▸ **Detection examples**:
--- --- ---
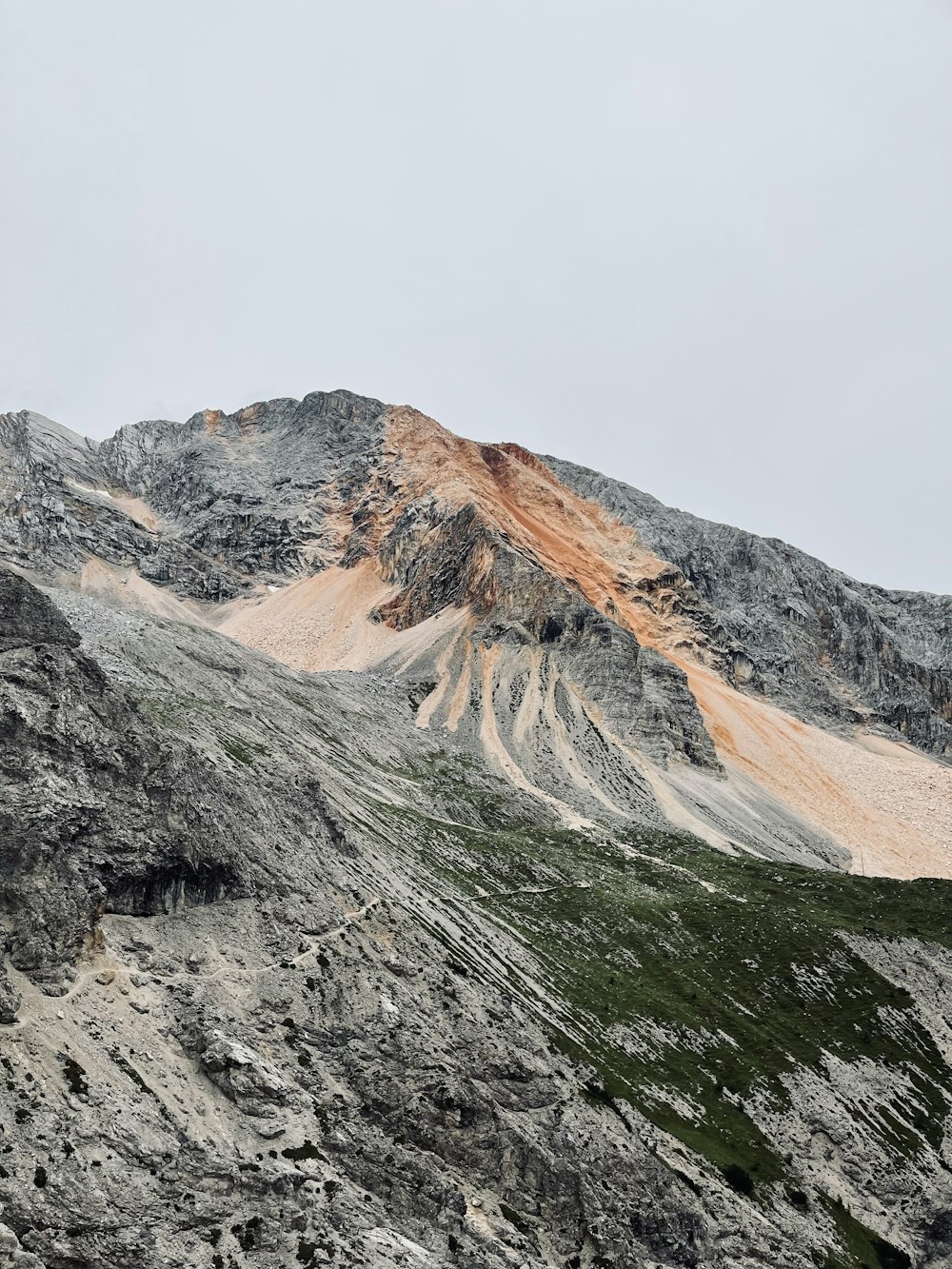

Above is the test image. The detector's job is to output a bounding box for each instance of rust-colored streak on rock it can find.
[387,407,704,657]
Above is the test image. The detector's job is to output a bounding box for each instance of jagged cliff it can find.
[0,392,952,1269]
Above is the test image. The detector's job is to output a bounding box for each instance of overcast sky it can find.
[0,0,952,591]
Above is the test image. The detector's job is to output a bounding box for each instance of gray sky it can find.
[0,0,952,591]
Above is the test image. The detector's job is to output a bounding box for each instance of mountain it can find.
[0,392,952,1269]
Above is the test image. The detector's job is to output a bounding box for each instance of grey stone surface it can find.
[545,456,952,756]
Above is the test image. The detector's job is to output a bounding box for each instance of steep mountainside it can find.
[0,392,952,877]
[0,392,952,1269]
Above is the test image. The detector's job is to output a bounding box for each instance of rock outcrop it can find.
[0,380,952,1269]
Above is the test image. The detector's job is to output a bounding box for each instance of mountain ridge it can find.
[0,392,952,1269]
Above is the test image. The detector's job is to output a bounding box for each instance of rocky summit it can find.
[0,391,952,1269]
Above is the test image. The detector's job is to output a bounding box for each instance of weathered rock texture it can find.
[545,457,952,756]
[0,392,952,1269]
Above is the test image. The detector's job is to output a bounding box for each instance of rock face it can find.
[545,457,952,756]
[0,572,245,995]
[0,392,952,1269]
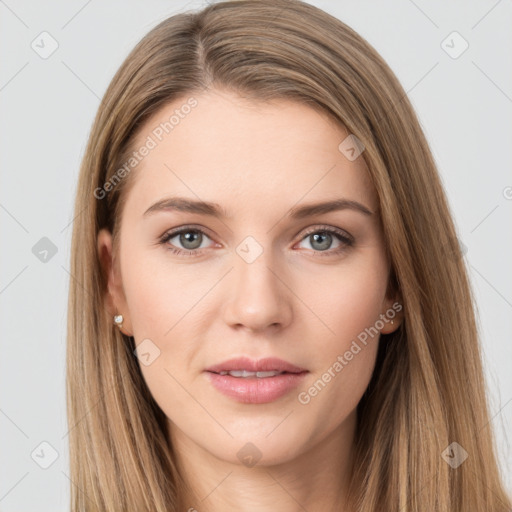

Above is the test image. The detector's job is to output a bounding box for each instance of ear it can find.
[97,229,133,336]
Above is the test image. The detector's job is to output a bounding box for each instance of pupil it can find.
[180,231,201,249]
[311,232,332,251]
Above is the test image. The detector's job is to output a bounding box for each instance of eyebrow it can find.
[143,197,373,219]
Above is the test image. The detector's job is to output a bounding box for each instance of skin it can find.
[98,90,402,512]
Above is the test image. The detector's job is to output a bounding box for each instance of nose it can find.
[223,246,293,333]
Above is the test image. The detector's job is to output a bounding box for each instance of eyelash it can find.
[160,226,354,257]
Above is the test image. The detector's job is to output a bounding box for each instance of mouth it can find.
[205,358,309,404]
[212,370,302,379]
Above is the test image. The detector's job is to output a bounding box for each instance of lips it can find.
[205,357,307,375]
[205,357,308,404]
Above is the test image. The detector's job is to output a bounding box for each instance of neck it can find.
[169,411,356,512]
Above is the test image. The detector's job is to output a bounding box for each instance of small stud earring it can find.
[114,315,124,330]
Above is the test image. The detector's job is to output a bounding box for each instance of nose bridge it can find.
[225,236,291,330]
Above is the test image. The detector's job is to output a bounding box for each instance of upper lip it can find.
[205,357,307,373]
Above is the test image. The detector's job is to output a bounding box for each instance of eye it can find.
[294,226,354,256]
[160,226,216,256]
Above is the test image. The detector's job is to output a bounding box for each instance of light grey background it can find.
[0,0,512,512]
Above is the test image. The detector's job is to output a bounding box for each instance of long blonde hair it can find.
[67,0,511,512]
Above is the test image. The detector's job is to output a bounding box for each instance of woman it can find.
[67,0,511,512]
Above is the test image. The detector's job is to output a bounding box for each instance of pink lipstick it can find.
[205,357,308,404]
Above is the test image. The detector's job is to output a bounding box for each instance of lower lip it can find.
[206,372,307,404]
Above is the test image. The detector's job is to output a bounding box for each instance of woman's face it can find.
[98,90,399,464]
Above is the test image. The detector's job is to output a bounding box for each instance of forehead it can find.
[123,90,377,214]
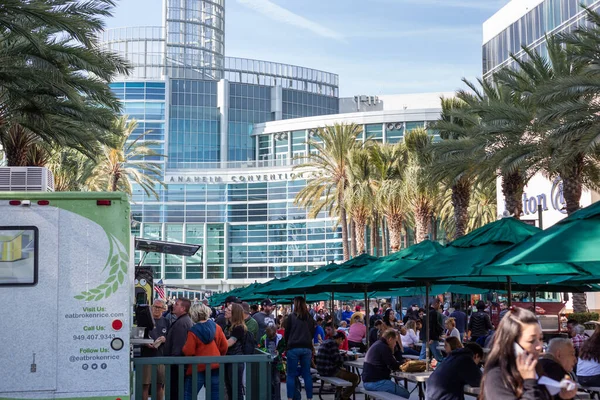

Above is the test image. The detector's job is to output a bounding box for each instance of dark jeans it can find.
[335,369,360,400]
[183,369,219,400]
[577,375,600,387]
[348,342,367,353]
[225,363,244,400]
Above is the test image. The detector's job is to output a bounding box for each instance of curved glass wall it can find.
[483,0,600,75]
[165,0,225,80]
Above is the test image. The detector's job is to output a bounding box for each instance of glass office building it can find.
[483,0,600,77]
[103,0,446,290]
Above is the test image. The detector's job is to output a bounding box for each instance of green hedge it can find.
[567,313,600,329]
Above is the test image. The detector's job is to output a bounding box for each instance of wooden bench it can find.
[356,386,404,400]
[316,375,352,400]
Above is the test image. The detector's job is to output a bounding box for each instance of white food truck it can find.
[0,192,134,400]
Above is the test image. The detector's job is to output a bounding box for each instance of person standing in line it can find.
[450,301,469,341]
[252,299,275,339]
[225,303,248,400]
[480,308,544,400]
[165,297,194,399]
[183,304,228,400]
[469,300,494,345]
[141,299,169,400]
[284,296,315,400]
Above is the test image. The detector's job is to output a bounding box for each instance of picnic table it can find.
[392,371,432,400]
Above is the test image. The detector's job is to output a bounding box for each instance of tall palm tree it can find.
[370,143,408,252]
[404,128,439,243]
[344,148,375,254]
[0,0,128,165]
[294,124,362,260]
[430,95,480,239]
[88,115,163,198]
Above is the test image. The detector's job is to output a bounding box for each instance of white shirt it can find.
[577,358,600,376]
[400,329,419,347]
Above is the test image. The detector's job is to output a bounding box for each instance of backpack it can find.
[242,331,258,354]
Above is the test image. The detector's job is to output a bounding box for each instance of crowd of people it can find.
[136,296,600,400]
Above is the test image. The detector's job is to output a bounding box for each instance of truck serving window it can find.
[0,226,38,286]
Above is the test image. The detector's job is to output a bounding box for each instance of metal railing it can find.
[132,350,273,400]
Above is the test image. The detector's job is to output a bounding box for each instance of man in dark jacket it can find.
[315,331,360,400]
[164,297,194,399]
[425,343,483,400]
[362,329,410,399]
[419,298,444,361]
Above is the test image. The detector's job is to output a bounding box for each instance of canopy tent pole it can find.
[423,282,431,371]
[506,276,512,307]
[365,285,371,347]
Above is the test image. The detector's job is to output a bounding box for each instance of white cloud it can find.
[237,0,345,41]
[349,26,481,40]
[384,0,508,11]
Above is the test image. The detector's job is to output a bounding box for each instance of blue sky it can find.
[107,0,508,96]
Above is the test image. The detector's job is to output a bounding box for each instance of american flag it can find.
[154,279,165,299]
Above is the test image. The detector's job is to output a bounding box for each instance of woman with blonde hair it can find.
[183,304,228,400]
[225,303,248,400]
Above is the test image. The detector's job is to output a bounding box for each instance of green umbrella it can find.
[490,202,600,276]
[396,218,541,284]
[332,240,443,290]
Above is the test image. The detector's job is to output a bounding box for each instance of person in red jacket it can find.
[183,304,228,400]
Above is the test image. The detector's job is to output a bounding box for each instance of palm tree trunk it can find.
[563,154,588,312]
[338,205,350,261]
[350,219,356,257]
[498,172,525,219]
[387,214,404,253]
[354,218,367,255]
[415,202,433,243]
[452,178,471,239]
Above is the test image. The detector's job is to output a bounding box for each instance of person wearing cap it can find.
[252,299,275,338]
[215,296,242,332]
[242,301,261,342]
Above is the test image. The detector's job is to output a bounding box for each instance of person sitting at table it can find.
[325,323,349,351]
[535,338,577,400]
[315,331,360,400]
[400,319,419,356]
[444,336,464,354]
[348,313,367,353]
[444,317,460,341]
[425,338,483,400]
[369,319,387,344]
[362,329,410,399]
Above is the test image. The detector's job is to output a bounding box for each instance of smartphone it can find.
[513,342,528,357]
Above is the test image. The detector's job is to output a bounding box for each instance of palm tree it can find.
[294,124,362,260]
[0,0,128,165]
[430,96,480,239]
[404,128,439,243]
[370,143,408,252]
[88,115,163,199]
[344,148,375,254]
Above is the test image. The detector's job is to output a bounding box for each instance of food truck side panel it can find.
[0,193,133,400]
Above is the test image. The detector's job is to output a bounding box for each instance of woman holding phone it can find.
[481,307,577,400]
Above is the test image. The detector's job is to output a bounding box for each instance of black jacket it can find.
[165,314,194,356]
[425,349,481,400]
[284,313,316,349]
[482,367,547,400]
[362,339,400,382]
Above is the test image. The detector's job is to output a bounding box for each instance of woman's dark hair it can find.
[294,296,310,319]
[481,307,539,400]
[579,326,600,362]
[383,308,396,326]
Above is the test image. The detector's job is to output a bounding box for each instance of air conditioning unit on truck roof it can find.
[0,167,54,192]
[0,191,134,400]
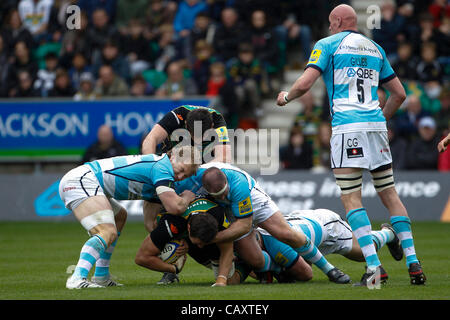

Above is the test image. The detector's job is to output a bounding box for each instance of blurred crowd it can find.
[0,0,450,170]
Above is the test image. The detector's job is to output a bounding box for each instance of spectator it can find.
[392,42,419,81]
[81,125,128,163]
[395,95,430,140]
[130,75,154,97]
[123,19,154,76]
[94,65,129,97]
[213,8,248,63]
[1,9,35,52]
[60,12,92,70]
[18,0,53,42]
[116,0,149,35]
[8,41,39,95]
[372,0,405,60]
[10,69,39,98]
[73,72,97,101]
[228,43,264,127]
[69,52,92,90]
[93,40,131,83]
[87,9,120,59]
[48,69,76,98]
[250,10,280,74]
[156,61,197,100]
[416,42,442,84]
[78,0,117,24]
[155,24,176,71]
[34,52,58,97]
[0,33,9,97]
[185,12,216,63]
[406,117,439,170]
[280,127,313,169]
[387,121,408,170]
[192,40,214,94]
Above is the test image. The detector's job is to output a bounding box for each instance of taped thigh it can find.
[334,170,363,194]
[371,168,395,192]
[80,209,116,232]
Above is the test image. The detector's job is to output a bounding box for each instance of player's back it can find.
[87,154,174,200]
[307,31,395,134]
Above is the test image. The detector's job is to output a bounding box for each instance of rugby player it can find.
[250,209,403,283]
[59,146,200,289]
[177,162,350,283]
[142,105,231,284]
[277,5,426,285]
[135,197,234,286]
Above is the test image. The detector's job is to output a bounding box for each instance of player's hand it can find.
[180,190,195,203]
[438,134,450,152]
[175,239,189,256]
[277,91,288,107]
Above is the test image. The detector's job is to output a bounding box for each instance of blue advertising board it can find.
[0,98,209,157]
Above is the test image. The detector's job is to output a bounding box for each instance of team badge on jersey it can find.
[239,197,253,216]
[308,49,322,63]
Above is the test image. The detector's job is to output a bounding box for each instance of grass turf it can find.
[0,222,450,300]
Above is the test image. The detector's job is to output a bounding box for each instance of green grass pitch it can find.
[0,222,450,300]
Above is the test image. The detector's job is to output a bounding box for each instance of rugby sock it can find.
[255,250,281,273]
[94,232,120,278]
[72,235,107,278]
[295,235,334,274]
[347,208,381,271]
[372,229,395,251]
[391,216,419,267]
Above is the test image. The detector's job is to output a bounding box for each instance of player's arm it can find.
--- --- ---
▸ **What is being asked**: Render everything in the data from the line containing "truck it can find." down to the line containing "[284,296,315,400]", both included, as a Markdown table with the columns Row and Content. Number each line in Row and leave out any blank lines.

▸ **Correct output**:
| Row | Content |
|---|---|
| 1 | Above is the test image. The detector's job is to output a bounding box for each instance of white food truck it can find. |
| 2 | [0,192,134,400] |
| 3 | Above is the test image. The detector's job is to output a bounding box for each instance of person standing in line it can find. |
| 4 | [450,301,469,341] |
| 5 | [252,299,275,339] |
| 6 | [225,303,248,400] |
| 7 | [480,308,544,400] |
| 8 | [165,297,194,399] |
| 9 | [183,304,228,400] |
| 10 | [469,300,494,345] |
| 11 | [141,299,169,400] |
| 12 | [284,296,315,400] |